**PAGE EXTRACT**
[BEGIN]

Decision Tree in Apache Spark

Table of contents

Reading Time: 3 minutes

What is Decision Tree?

A decision tree is a powerful method for classification and prediction and for facilitating decision making in sequential decision problems. A Decision tree is made up of two components:-

A Decision
Outcome

and, A Decision tree includes three type of Nodes:-

Root node: The top node of the tree comprising all the data.
Splitting node: A node that assigns data to a subgroup.
Terminal node: Final decision (outcome).

To reach to an outcome or to get the result, the process starts with the root node, based on decision made on root node the next node i.e. splitter node is selected and based on decision made on split node another child split node is selected and this process goes on we reach to the terminal node and value of terminal node is our outcome.

Decision Tree in Apache Spark

It might sound strange or geeky, that there is no implementation of the Decision tree in Apache Spark, well technically yes because In Apache Spark, you can find implementation of Random Forest algorithm in which number of trees can be specified by user So, under the hood Apache Spark call the Random forest with one tree.

In Apache Spark, The decision tree is a greedy algorithm that performs a recursive binary partitioning of the feature space. The tree predicts the same label for each bottom most (leaf) partition. Each partition is chosen greedily by selecting the best split from a set of possible splits, in order to maximize the information gain at a tree node.

The node impurity is a measure of the homogeneity of the labels at the node. The current implementation provides two impurity measures for classification (Gini impurity and entropy)

Stopping rule

The recursive tree construction is stopped at a node when one of the following conditions is met:

The node depth is equal to the trainingmaxDepth parameter.
No split candidate leads to an information gain greater than.minInfoGain
No split candidate produces child nodes which each have at least trainingminInstancesPerNode instances.

Useful Parameters

algo:- It can be either Classification or Regression.
numClasses :- No of classification classes.
maxDepth :- Maximum depth of a tree in term of nodes.
minInstancesPerNode :- For a node to be split further, each of its children must receive at least this number of training instances
minInfoGain :- For a node to be split further, the split must improve at least this much.

[END]

**EXERCISE TASK A**
Copy word for word the part of the Spark decision tree article that opens with the words containing "The node depth" and closes with "of classification classes.".
**EXERCISE TASK B**
Resume the Spark decision tree article, starting after the final parameter description in its list.

**SUPPLIED DATA**
[BEGIN]

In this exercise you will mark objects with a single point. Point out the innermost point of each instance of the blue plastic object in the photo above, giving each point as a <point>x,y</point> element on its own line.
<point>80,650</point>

[END]

**WRITTEN REPLY A**
The node depth is equal to the trainingmaxDepth parameter.
No split candidate leads to an information gain greater than.minInfoGain
No split candidate produces child nodes which each have at least trainingminInstancesPerNode instances.

Useful Parameters

algo:- It can be either Classification or Regression.
numClasses :- No of classification classes.

**WRITTEN REPLY B**
maxBins :- Number of bins used when discretizing continuous features

Preparing training data for Decision Tree

You can not directly feed any data to the Decision tree. it demands the special type of format to feed to the decision tree. You can use the HashingTF technique to convert the training data to labelled data so that decision tree can understand.This process is also known as Standardization of data.

Feeding and obtaining Result

Once data has been standardized then you can feed the same Decision Tree Algorithm for classification but before than you need to split the data for training and testing purpose i.e. to test the accuracy you need to hold some part of data for testing. You can feed the data like this.

val splits = data.randomSplit(Array(0.7, 0.3))
val (trainingData, testData) = (splits(0), splits(1))

// Train a DecisionTree model.
//  Empty categoricalFeaturesInfo indicates all features are continuous.
val numClasses = 2
val categoricalFeaturesInfo = Map[Int, Int]()
val impurity = "gini"
val maxDepth = 5
val maxBins = 32

val model = DecisionTree.trainClassifier(trainingData, numClasses, categoricalFeaturesInfo,
  impurity, maxDepth, maxBins)

Here, data is my standardized input data, to which i split in ratio 7:3 for training and testing purpose respectively, We are using `gini` impurity with maximum depth as `5`.

Once the model is generated you can try predict the classification for the other data, but before that we need to validate the accuracy of classification for recently generated Model. You can validate or compute the accuracy by computing `Test Error`.

// Evaluate model on test instances and compute test error
val labelAndPreds = testData.map { point =>
  val prediction = model.predict(point.features)
  (point.label, prediction)
}
val testErr = labelAndPreds.filter(r => r._1 != r._2).count().toDouble / testData.count()
println("Test Error = " + testErr)